- TRECHO FORNECIDO:
——————

Batizado de Primeiro Emprego,
o projeto prevê um gasto de R$
550 milhões só em 2003 para abrir
400 mil vagas temporárias para
jovens. As empresas receberiam
R$ 200 mensais por contratação,
para custear os encargos trabalhistas e preparar o jovem para o
mercado de trabalho.
O foco está certo -a inclusão
dos jovens é a prioridade das
prioridades se quisermos enfrentar a guerra urbana-, mas o plano corre o sério risco de se transformar em um monumental fiasco e em uma fonte de desperdício
de recursos.
O objetivo do projeto é irretocável. O Brasil sofre uma crise de
empregos, cujas maiores vítimas,
a julgar pelas estatísticas, são os
jovens, principalmente de baixa
escolaridade. É, portanto, obviamente necessário que se criem vagas, transformando-as em oportunidades de profissionalização.
Sobre as mais diversas experiências de inclusão de jovens, a
começar por Salvador, cidade
próxima de Jacques Wagner, passando por Nova York e por São
Paulo, vou dizer o que vi (e não
apenas o que li): só dar emprego é
jogar dinheiro fora. O fato pode
até virar notícia de jornal e enaltecer os políticos, mas não resolve
o problema.
A produção de conhecimento está cada vez mais veloz e exige reciclagem permanente -essa é
outra obviedade. Sem uma base
educacional capaz de estimular a
autonomia de pesquisa, a capacidade de associar idéias e informações, a expressão e a aprendizagem contínua, o jovem até consegue um emprego, mas está ameaçado de perdê-lo rapidamente.
Primeira conclusão: devem ser
mantidos os investimentos na
melhoria das escolas públicas e da
educação infantil, mas, em especial, no aperfeiçoamento do ensino médio. Isso significa aprimorar os currículos e treinar os professores.

——————

- DADOS REGISTRADOS:
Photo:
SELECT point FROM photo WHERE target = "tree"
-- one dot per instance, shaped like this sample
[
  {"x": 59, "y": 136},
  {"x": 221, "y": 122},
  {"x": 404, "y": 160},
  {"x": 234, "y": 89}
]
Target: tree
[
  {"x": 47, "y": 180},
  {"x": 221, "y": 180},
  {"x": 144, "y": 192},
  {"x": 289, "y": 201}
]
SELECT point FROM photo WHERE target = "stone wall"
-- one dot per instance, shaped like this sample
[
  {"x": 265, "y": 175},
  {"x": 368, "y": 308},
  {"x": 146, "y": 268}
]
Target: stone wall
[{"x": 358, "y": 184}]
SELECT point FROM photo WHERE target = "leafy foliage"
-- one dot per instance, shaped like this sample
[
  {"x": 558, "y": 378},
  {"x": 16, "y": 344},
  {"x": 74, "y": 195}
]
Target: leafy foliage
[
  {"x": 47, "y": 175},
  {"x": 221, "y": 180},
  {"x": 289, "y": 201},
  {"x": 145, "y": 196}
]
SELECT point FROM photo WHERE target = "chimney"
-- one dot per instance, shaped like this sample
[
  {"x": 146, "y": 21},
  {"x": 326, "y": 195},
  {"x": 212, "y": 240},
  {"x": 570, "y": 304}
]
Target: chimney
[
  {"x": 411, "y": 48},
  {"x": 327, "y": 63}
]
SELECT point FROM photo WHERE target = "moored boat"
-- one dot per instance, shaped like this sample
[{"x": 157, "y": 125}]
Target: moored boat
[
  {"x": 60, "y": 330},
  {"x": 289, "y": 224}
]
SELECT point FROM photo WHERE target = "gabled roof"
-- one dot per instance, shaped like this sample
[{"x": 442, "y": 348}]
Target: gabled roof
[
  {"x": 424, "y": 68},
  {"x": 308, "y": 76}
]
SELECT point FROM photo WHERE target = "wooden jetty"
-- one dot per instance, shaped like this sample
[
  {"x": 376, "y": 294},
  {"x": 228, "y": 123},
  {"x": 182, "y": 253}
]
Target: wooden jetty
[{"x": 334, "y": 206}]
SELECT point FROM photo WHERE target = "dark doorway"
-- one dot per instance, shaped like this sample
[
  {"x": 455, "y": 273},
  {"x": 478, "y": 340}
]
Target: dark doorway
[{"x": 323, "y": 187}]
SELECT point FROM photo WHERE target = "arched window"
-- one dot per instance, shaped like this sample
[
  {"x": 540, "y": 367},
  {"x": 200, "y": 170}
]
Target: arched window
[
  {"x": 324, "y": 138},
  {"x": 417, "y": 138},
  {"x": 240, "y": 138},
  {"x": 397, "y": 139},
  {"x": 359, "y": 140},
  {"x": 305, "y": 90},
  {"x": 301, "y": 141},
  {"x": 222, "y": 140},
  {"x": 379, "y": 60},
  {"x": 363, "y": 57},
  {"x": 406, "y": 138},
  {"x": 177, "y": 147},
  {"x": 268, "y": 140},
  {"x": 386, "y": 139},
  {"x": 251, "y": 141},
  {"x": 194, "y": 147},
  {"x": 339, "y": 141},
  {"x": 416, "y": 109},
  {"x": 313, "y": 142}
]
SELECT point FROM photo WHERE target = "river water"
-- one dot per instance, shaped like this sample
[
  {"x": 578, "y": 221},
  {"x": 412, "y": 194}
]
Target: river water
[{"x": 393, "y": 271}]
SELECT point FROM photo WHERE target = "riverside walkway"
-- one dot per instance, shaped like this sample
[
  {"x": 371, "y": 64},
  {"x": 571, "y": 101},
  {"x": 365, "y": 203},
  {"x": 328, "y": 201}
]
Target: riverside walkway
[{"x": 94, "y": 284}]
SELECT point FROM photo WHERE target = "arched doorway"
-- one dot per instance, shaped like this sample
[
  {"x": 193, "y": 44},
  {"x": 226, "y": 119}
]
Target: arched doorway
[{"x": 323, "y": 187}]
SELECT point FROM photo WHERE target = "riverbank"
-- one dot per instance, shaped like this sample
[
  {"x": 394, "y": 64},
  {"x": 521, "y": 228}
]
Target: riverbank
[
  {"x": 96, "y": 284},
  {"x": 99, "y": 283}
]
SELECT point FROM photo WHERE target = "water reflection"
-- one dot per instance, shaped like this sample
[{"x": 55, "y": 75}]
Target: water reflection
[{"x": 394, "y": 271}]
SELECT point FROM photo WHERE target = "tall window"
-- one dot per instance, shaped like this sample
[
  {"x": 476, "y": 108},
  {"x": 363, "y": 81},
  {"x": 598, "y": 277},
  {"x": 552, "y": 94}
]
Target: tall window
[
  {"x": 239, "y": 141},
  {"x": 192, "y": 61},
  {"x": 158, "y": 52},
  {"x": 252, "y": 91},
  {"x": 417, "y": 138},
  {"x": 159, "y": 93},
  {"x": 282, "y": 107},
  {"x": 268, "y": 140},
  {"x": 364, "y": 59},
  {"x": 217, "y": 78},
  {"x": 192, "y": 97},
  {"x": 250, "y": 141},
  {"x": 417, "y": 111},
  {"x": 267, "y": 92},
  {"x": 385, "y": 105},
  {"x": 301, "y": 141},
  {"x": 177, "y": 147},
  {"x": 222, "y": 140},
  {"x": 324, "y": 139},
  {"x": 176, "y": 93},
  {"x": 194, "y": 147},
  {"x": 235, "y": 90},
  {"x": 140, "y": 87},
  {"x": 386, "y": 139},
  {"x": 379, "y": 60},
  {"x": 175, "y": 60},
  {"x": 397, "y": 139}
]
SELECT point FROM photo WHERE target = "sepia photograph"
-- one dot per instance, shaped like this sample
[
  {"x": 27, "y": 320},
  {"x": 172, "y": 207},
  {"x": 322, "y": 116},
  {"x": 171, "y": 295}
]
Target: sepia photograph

——————

- A FAZER:
Digite de novo o trecho sobre o Primeiro Emprego inteiro, sem mudar nada. Os registros não têm relação com o trecho sobre o Primeiro Emprego.

- TAREFA CONCLUÍDA:
Batizado de Primeiro Emprego,
o projeto prevê um gasto de R$
550 milhões só em 2003 para abrir
400 mil vagas temporárias para
jovens. As empresas receberiam
R$ 200 mensais por contratação,
para custear os encargos trabalhistas e preparar o jovem para o
mercado de trabalho.
O foco está certo -a inclusão
dos jovens é a prioridade das
prioridades se quisermos enfrentar a guerra urbana-, mas o plano corre o sério risco de se transformar em um monumental fiasco e em uma fonte de desperdício
de recursos.
O objetivo do projeto é irretocável. O Brasil sofre uma crise de
empregos, cujas maiores vítimas,
a julgar pelas estatísticas, são os
jovens, principalmente de baixa
escolaridade. É, portanto, obviamente necessário que se criem vagas, transformando-as em oportunidades de profissionalização.
Sobre as mais diversas experiências de inclusão de jovens, a
começar por Salvador, cidade
próxima de Jacques Wagner, passando por Nova York e por São
Paulo, vou dizer o que vi (e não
apenas o que li): só dar emprego é
jogar dinheiro fora. O fato pode
até virar notícia de jornal e enaltecer os políticos, mas não resolve
o problema.
A produção de conhecimento está cada vez mais veloz e exige reciclagem permanente -essa é
outra obviedade. Sem uma base
educacional capaz de estimular a
autonomia de pesquisa, a capacidade de associar idéias e informações, a expressão e a aprendizagem contínua, o jovem até consegue um emprego, mas está ameaçado de perdê-lo rapidamente.
Primeira conclusão: devem ser
mantidos os investimentos na
melhoria das escolas públicas e da
educação infantil, mas, em especial, no aperfeiçoamento do ensino médio. Isso significa aprimorar os currículos e treinar os professores.